* Start Supplied material *

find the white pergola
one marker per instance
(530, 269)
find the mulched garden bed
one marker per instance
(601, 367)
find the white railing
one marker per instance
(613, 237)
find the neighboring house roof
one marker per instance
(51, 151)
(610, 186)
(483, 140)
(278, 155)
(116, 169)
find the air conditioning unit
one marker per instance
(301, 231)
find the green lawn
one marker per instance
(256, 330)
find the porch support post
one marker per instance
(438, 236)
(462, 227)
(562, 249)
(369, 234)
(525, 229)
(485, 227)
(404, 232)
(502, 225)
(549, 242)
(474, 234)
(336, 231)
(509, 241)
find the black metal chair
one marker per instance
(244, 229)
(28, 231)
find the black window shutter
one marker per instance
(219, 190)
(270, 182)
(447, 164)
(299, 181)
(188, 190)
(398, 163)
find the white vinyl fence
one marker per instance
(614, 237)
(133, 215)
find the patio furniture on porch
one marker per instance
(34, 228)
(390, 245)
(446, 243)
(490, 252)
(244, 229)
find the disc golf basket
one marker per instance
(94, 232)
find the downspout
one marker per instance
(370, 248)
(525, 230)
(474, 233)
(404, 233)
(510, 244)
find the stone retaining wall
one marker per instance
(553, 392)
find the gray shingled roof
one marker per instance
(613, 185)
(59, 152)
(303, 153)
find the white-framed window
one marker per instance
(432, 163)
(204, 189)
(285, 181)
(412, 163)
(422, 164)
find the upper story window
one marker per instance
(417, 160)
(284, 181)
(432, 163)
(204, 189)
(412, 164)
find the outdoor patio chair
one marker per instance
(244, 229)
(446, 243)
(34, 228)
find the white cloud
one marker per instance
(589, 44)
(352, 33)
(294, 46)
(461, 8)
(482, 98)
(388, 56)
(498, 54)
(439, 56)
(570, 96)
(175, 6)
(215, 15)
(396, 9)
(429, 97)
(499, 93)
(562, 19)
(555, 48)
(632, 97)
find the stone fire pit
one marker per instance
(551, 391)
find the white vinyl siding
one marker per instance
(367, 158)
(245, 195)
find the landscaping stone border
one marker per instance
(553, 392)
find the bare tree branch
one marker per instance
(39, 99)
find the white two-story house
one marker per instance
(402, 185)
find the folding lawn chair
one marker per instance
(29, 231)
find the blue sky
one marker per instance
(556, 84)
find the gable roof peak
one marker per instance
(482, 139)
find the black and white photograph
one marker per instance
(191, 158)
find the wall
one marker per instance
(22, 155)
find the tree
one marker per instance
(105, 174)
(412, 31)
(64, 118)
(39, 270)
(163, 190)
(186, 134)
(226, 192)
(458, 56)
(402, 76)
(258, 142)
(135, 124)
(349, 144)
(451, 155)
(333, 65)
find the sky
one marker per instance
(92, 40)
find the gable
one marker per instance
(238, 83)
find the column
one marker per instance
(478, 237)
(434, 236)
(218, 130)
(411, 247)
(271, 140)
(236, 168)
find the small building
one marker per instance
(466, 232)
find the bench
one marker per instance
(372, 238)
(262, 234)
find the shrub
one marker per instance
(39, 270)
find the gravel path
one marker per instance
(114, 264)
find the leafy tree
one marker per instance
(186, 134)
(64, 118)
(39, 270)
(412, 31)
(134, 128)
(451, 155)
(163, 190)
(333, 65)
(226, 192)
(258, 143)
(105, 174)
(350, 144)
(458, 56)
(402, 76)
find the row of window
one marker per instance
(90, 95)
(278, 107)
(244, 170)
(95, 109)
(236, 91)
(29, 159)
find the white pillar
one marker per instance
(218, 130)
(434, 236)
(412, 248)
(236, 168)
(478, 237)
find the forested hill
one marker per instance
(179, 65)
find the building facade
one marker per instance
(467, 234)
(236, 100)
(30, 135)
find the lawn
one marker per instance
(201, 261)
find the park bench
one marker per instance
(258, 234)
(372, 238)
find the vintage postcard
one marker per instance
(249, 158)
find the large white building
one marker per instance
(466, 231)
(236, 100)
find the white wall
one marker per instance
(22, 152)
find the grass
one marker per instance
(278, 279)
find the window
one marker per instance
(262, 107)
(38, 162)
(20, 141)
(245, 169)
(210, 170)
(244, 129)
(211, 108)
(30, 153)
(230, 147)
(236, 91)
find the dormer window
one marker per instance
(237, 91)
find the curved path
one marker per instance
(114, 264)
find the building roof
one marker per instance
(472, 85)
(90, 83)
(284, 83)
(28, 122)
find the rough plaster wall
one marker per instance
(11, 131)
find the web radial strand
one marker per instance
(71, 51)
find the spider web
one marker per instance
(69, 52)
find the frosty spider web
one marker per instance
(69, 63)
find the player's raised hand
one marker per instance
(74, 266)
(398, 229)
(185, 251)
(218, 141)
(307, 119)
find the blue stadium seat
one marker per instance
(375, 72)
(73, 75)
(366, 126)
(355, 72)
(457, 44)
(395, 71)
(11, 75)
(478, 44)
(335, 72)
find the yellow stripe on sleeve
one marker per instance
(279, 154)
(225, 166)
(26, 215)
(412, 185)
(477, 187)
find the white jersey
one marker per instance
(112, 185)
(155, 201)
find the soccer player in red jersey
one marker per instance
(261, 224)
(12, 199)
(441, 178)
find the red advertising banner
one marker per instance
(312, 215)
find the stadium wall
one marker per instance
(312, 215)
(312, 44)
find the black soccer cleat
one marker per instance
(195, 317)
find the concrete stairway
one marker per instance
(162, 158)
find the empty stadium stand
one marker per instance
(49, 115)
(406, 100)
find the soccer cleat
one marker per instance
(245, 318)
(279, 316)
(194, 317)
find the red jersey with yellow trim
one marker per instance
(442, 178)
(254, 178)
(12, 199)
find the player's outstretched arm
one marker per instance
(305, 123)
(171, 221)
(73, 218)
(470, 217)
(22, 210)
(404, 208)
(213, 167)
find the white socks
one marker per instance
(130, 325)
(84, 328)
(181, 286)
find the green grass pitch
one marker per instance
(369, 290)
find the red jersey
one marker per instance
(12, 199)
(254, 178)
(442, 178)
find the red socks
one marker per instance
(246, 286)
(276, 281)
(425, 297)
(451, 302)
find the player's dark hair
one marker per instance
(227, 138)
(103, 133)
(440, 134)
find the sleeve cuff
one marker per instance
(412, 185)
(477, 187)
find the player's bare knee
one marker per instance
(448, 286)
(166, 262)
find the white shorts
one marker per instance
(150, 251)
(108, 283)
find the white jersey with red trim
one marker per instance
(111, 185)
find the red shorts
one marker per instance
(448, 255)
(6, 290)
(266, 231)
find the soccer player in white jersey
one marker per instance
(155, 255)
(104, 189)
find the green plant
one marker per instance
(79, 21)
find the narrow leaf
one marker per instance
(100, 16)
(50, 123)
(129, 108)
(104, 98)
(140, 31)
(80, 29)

* End Supplied material *

▶ **Work instructions**
Extract the complete listing above, reproducing each line exactly.

▶ **Solution for this exercise**
find the white pergola
one marker per instance
(530, 269)
find the mulched garden bed
one marker per instance
(601, 367)
find the white railing
one marker per instance
(613, 237)
find the neighboring house roof
one marker per instance
(51, 151)
(610, 186)
(483, 140)
(278, 155)
(116, 169)
find the air conditioning unit
one marker per instance
(301, 231)
find the green lawn
one marker per instance
(256, 330)
find the porch support post
one marker per instance
(438, 236)
(462, 227)
(562, 249)
(369, 234)
(525, 229)
(485, 227)
(404, 232)
(502, 225)
(549, 242)
(474, 234)
(336, 231)
(509, 241)
find the black metal chair
one marker per instance
(244, 229)
(28, 231)
find the black window shutter
one marker per instance
(219, 190)
(270, 182)
(447, 164)
(299, 181)
(188, 190)
(398, 163)
find the white vinyl fence
one marker per instance
(614, 237)
(133, 215)
find the patio furniture on porch
one marker per instance
(34, 228)
(390, 245)
(446, 243)
(490, 252)
(244, 229)
find the disc golf basket
one marker per instance
(94, 232)
find the downspout
one marker per instance
(370, 248)
(525, 230)
(474, 233)
(404, 233)
(510, 244)
find the stone retaining wall
one marker per instance
(553, 392)
find the gray shingled roof
one marker per instance
(613, 185)
(59, 152)
(303, 153)
find the white-framed window
one marker per instance
(432, 163)
(204, 189)
(285, 181)
(412, 163)
(422, 164)
find the upper story window
one marker per instance
(417, 160)
(284, 181)
(432, 163)
(204, 189)
(412, 164)
find the outdoor patio chair
one marker per instance
(244, 229)
(446, 243)
(34, 228)
find the white cloud
one marker per instance
(589, 44)
(352, 33)
(294, 46)
(461, 8)
(482, 98)
(388, 56)
(498, 54)
(439, 56)
(570, 96)
(175, 6)
(215, 15)
(396, 9)
(429, 97)
(499, 93)
(562, 19)
(555, 48)
(632, 97)
find the stone fire pit
one marker per instance
(551, 391)
find the white vinyl siding
one marker per instance
(367, 158)
(245, 195)
find the landscaping stone border
one marker per instance
(553, 392)
find the bare tree branch
one marker per instance
(39, 99)
find the white two-story house
one marker per instance
(402, 185)
find the folding lawn chair
one marker per instance
(29, 231)
find the blue sky
one marker per instance
(556, 84)
find the gable roof peak
one marker per instance
(482, 139)
find the black and white photograph
one marker per instance
(191, 158)
find the wall
one marker per instance
(22, 155)
find the tree
one marker per instance
(105, 174)
(412, 31)
(64, 118)
(39, 270)
(163, 190)
(186, 134)
(226, 192)
(458, 56)
(402, 76)
(258, 142)
(135, 124)
(349, 144)
(451, 155)
(333, 65)
find the sky
one marker per instance
(92, 40)
find the gable
one marker per instance
(238, 83)
find the column
one marker per instance
(478, 237)
(434, 236)
(218, 130)
(411, 247)
(271, 140)
(236, 168)
find the small building
one marker per instance
(466, 232)
find the bench
one marker per instance
(372, 238)
(262, 234)
find the shrub
one marker per instance
(39, 270)
find the gravel path
one marker per instance
(114, 264)
find the leafy tree
one marker per instance
(186, 134)
(64, 118)
(39, 270)
(412, 31)
(134, 128)
(451, 155)
(163, 190)
(333, 65)
(226, 192)
(258, 143)
(105, 174)
(350, 144)
(458, 56)
(402, 76)
find the row of window
one marker per instance
(90, 95)
(278, 107)
(244, 170)
(95, 109)
(236, 91)
(29, 159)
find the white pillar
one marker per instance
(218, 130)
(434, 236)
(412, 248)
(236, 168)
(478, 237)
find the forested hill
one marker per instance
(179, 65)
find the building facade
one marker per instance
(467, 234)
(236, 100)
(30, 135)
find the lawn
one marker per instance
(201, 261)
find the park bench
one marker per instance
(258, 234)
(372, 238)
find the vintage postcard
one marker per instance
(249, 158)
find the large white building
one marker per instance
(466, 231)
(236, 100)
find the white wall
one marker per instance
(22, 152)
find the grass
one marker per instance
(278, 279)
find the window
one marker per instance
(262, 107)
(38, 162)
(20, 141)
(245, 169)
(210, 170)
(244, 129)
(211, 108)
(30, 153)
(230, 147)
(236, 91)
find the dormer window
one marker per instance
(237, 91)
find the curved path
one marker per instance
(114, 264)
find the building roof
one marker per instance
(472, 85)
(90, 83)
(284, 83)
(28, 122)
find the rough plaster wall
one marker per instance
(11, 131)
find the web radial strand
one marker per instance
(71, 51)
find the spider web
one marker per instance
(69, 52)
find the frosty spider web
one marker per instance
(69, 63)
find the player's raised hand
one marker per instance
(74, 266)
(398, 229)
(185, 251)
(218, 141)
(307, 119)
find the blue stadium seat
one marker per instance
(375, 72)
(73, 75)
(366, 126)
(355, 72)
(457, 44)
(395, 71)
(11, 75)
(478, 44)
(335, 72)
find the yellow stripe on sleeve
one marker per instance
(279, 154)
(225, 166)
(26, 215)
(412, 185)
(477, 187)
find the white jersey
one marker per instance
(112, 185)
(155, 201)
find the soccer player in red jersey
one marker per instance
(261, 224)
(12, 199)
(441, 178)
find the red advertising banner
one marker per instance
(312, 215)
find the stadium wall
one marker per instance
(312, 215)
(312, 44)
find the black soccer cleat
one marker per instance
(195, 317)
find the concrete stairway
one marker per instance
(162, 158)
find the empty stadium stand
one marker per instance
(49, 115)
(406, 100)
find the soccer cleat
one marker per instance
(245, 318)
(279, 316)
(194, 317)
find the red jersey with yellow trim
one marker per instance
(442, 178)
(254, 178)
(12, 199)
find the player's outstretched arm
one marker per instance
(305, 123)
(171, 221)
(73, 218)
(470, 217)
(22, 210)
(404, 208)
(213, 167)
find the white socks
one marker per instance
(130, 325)
(84, 328)
(181, 286)
find the green grass pitch
one marker per instance
(369, 290)
find the red jersey
one marker per instance
(12, 199)
(254, 178)
(442, 178)
find the red socks
one marker per instance
(246, 286)
(276, 281)
(425, 297)
(451, 302)
find the player's dark hair
one marker per instance
(227, 138)
(103, 133)
(440, 134)
find the sleeve cuff
one marker per instance
(412, 185)
(477, 187)
find the player's bare knee
one marker per instance
(448, 286)
(166, 262)
find the white shorts
one marker per instance
(150, 251)
(108, 283)
find the white jersey with red trim
one marker per instance
(111, 185)
find the red shorts
one marker per instance
(448, 255)
(6, 290)
(266, 231)
find the soccer player in white jersey
one marker per instance
(155, 255)
(104, 189)
find the green plant
one marker per instance
(79, 21)
find the narrow leaf
one marker per instance
(100, 16)
(50, 123)
(129, 108)
(104, 98)
(140, 31)
(80, 29)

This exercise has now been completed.